* _Work to complete_
According to the article on the first week at Mary Lou Fulton Teachers College, why is third grade such a significant year for reading?

* _Text excerpt_
______
Here’s what happens the first week at Mary Lou Fulton Teachers College


Meghan Krein

Back in August, a flurry of freshmen gathered in the Farmer Education Building on ASU’s Tempe campus for the Mary Lou Fulton Teachers College New Student Assembly to hear from Dean Carole Basile, college faculty and staff, and — quite possibly most anticipated — current students.

There was a bustle of activity as the stage was set up and students mingled, gossiped and met fellow education majors. These events can be intimidating, so it was comforting to see and hear the students at such ease. They asked each other about specialities and dorms and eyelashes. Yes, eyelashes. Clearly, the students were at home.

Dean Carole Basile kicked off the assembly by welcoming the students to MLFTC. “Every one of you is going to impact lots of kids no matter what you do in this field of education. And you never know where things are going to take you. It’s not about just becoming a teacher. You may end up in a school. You may end up in a museum. You may end up in a zoo. You may end up in a policy organization. You may end up in a university. There are lots of places that you can go with an education degree.”

Behind the classroom

Paul Morrison (BAE ’18) is just one example of that. The junior spoke about the literacy crisis our nation is facing. An alarming number of third-grade students are not reading at their level, Paul says. Why? Because third grade is a significant year — it’s the year in which the curriculum changes from teaching kids how to read, to teaching them content. So if students aren’t able to read by the time they’re ready to move on to fourth grade, they won’t be able to read the textbooks and learn from their teachers. That is a crisis.
______
* _Data supplied_
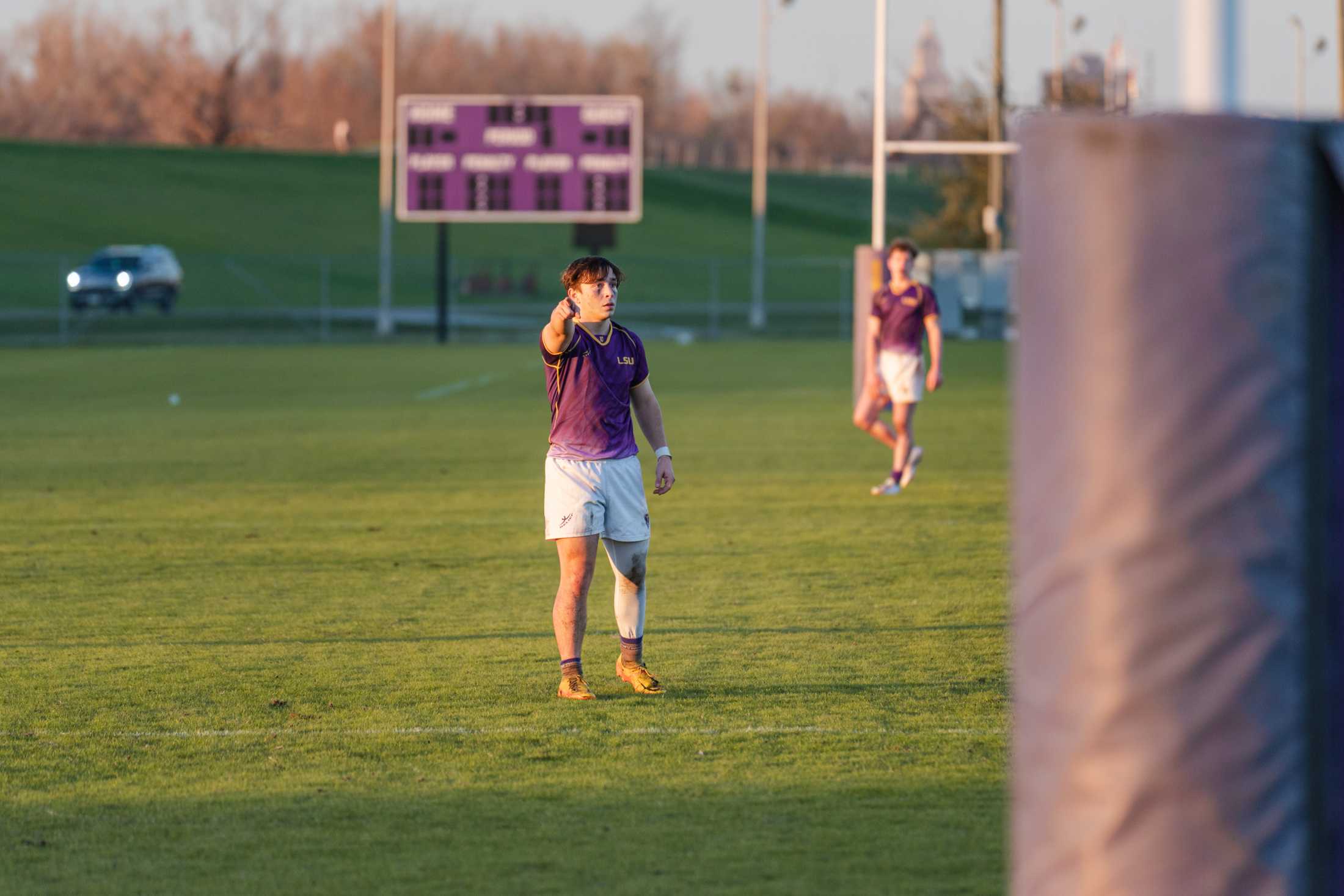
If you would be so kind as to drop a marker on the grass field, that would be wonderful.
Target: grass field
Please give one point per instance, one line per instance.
(293, 635)
(77, 198)
(254, 231)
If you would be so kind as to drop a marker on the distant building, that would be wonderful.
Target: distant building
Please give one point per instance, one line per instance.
(926, 89)
(1092, 81)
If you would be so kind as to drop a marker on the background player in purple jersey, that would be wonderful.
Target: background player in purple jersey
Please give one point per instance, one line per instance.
(596, 373)
(902, 312)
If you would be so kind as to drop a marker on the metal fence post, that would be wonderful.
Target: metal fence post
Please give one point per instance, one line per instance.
(845, 296)
(62, 305)
(714, 299)
(324, 324)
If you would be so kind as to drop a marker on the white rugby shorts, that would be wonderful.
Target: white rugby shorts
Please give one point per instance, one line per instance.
(902, 375)
(596, 497)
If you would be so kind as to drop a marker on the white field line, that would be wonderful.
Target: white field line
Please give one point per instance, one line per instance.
(459, 731)
(461, 386)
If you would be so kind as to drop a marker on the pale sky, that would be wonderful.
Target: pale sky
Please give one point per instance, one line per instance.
(825, 46)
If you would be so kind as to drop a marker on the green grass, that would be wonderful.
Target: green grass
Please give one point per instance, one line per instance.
(351, 585)
(237, 218)
(77, 198)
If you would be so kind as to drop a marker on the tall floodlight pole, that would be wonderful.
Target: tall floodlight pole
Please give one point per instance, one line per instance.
(996, 131)
(1300, 88)
(760, 159)
(1339, 49)
(879, 124)
(1057, 82)
(385, 171)
(1210, 43)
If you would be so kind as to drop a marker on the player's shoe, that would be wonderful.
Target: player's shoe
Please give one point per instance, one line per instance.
(888, 487)
(639, 679)
(575, 688)
(911, 462)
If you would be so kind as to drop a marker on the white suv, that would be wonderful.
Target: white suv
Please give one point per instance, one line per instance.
(120, 277)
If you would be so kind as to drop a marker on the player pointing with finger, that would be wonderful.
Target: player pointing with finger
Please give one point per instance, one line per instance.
(596, 374)
(902, 313)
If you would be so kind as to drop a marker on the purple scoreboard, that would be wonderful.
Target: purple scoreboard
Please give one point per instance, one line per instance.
(519, 159)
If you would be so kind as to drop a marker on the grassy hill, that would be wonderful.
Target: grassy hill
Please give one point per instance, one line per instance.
(76, 198)
(268, 233)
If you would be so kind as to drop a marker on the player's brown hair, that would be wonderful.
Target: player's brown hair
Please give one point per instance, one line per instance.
(589, 271)
(905, 246)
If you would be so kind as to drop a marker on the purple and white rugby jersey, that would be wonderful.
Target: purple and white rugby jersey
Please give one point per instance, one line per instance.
(589, 387)
(902, 318)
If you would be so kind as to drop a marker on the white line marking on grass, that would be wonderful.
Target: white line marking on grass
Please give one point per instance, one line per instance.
(461, 731)
(461, 386)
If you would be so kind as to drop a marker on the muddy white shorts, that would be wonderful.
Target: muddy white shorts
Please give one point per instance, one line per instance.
(596, 497)
(902, 375)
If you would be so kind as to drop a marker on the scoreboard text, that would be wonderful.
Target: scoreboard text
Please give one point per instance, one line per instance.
(519, 159)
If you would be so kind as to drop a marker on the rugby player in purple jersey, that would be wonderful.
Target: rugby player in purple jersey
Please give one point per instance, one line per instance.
(596, 373)
(902, 312)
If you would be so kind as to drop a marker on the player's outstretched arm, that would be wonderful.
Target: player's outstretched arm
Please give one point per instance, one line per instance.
(560, 331)
(933, 379)
(649, 415)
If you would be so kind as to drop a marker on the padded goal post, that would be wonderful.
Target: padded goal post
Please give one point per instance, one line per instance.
(1178, 517)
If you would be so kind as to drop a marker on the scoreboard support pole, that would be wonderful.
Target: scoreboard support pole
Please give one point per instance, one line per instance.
(441, 281)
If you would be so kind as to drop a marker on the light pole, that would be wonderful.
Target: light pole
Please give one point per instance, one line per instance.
(385, 172)
(879, 124)
(1339, 49)
(760, 162)
(1058, 81)
(996, 132)
(1210, 42)
(1300, 39)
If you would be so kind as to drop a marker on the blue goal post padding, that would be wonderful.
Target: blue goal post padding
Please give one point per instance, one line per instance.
(1179, 508)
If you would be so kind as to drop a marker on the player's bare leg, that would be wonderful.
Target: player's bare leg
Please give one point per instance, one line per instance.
(569, 614)
(904, 422)
(629, 562)
(867, 417)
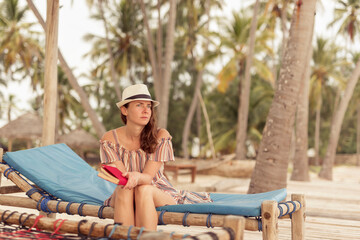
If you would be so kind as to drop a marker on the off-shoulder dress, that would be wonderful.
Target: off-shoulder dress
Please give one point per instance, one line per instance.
(135, 160)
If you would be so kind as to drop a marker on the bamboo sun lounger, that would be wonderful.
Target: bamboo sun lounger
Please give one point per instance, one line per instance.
(65, 183)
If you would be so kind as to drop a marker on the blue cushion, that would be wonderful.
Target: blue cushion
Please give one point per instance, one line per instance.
(236, 204)
(62, 173)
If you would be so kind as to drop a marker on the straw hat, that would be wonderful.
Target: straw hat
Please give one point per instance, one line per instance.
(136, 92)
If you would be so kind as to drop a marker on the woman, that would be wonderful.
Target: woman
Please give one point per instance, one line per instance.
(139, 150)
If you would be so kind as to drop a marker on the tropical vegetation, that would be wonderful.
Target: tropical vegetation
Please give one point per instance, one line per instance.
(173, 47)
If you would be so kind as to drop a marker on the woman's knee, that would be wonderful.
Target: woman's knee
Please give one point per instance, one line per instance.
(123, 195)
(144, 191)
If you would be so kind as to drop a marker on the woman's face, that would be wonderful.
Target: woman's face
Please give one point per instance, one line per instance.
(138, 112)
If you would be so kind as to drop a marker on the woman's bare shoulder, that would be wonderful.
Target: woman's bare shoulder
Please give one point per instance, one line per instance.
(163, 133)
(109, 135)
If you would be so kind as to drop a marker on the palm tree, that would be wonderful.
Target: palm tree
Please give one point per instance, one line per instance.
(270, 171)
(350, 26)
(161, 63)
(300, 162)
(19, 47)
(243, 110)
(326, 67)
(98, 126)
(239, 35)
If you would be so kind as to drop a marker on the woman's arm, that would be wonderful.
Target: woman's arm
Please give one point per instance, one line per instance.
(150, 170)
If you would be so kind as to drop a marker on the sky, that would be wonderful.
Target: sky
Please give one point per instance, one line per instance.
(75, 22)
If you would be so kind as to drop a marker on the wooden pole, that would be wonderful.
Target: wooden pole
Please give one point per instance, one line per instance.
(71, 226)
(108, 212)
(269, 214)
(358, 135)
(237, 224)
(51, 57)
(298, 218)
(1, 155)
(10, 144)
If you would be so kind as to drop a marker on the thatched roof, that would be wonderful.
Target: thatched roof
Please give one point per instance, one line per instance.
(27, 126)
(79, 139)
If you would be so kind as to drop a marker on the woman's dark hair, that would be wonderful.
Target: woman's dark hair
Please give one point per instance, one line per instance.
(148, 136)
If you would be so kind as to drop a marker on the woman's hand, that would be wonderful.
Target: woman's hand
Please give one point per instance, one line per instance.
(133, 179)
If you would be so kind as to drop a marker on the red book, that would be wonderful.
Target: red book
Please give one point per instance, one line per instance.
(112, 174)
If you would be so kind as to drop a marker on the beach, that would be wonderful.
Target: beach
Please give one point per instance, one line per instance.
(332, 207)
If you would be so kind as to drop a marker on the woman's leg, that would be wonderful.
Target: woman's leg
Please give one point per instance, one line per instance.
(147, 198)
(122, 201)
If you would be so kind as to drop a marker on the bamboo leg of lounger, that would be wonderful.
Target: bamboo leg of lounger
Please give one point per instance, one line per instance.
(1, 155)
(237, 224)
(269, 214)
(298, 219)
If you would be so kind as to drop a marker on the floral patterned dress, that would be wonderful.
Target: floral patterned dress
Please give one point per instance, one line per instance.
(135, 160)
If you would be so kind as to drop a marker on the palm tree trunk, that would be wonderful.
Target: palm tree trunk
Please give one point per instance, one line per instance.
(244, 97)
(162, 85)
(113, 74)
(153, 61)
(159, 42)
(301, 161)
(317, 130)
(190, 115)
(358, 135)
(166, 73)
(208, 128)
(326, 170)
(194, 101)
(271, 167)
(50, 75)
(98, 126)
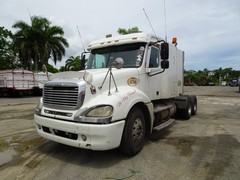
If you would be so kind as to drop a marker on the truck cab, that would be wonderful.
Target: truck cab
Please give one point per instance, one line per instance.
(132, 86)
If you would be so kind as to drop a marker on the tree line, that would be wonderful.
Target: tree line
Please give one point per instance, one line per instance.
(32, 45)
(207, 77)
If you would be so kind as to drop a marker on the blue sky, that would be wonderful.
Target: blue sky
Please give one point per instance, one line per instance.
(207, 30)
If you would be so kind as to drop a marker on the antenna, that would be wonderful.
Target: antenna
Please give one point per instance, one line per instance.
(29, 14)
(165, 20)
(81, 39)
(149, 22)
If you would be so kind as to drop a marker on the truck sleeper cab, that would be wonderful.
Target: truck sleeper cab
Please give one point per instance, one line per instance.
(131, 87)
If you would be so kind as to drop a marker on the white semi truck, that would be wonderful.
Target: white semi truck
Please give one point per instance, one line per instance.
(132, 86)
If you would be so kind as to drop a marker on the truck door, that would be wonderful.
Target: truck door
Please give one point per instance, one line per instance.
______
* _Completed exercise_
Third grade is when the curriculum shifts from teaching kids how to read to teaching them content. Students who can't read by the time they move on to fourth grade won't be able to read the textbooks and learn from their teachers.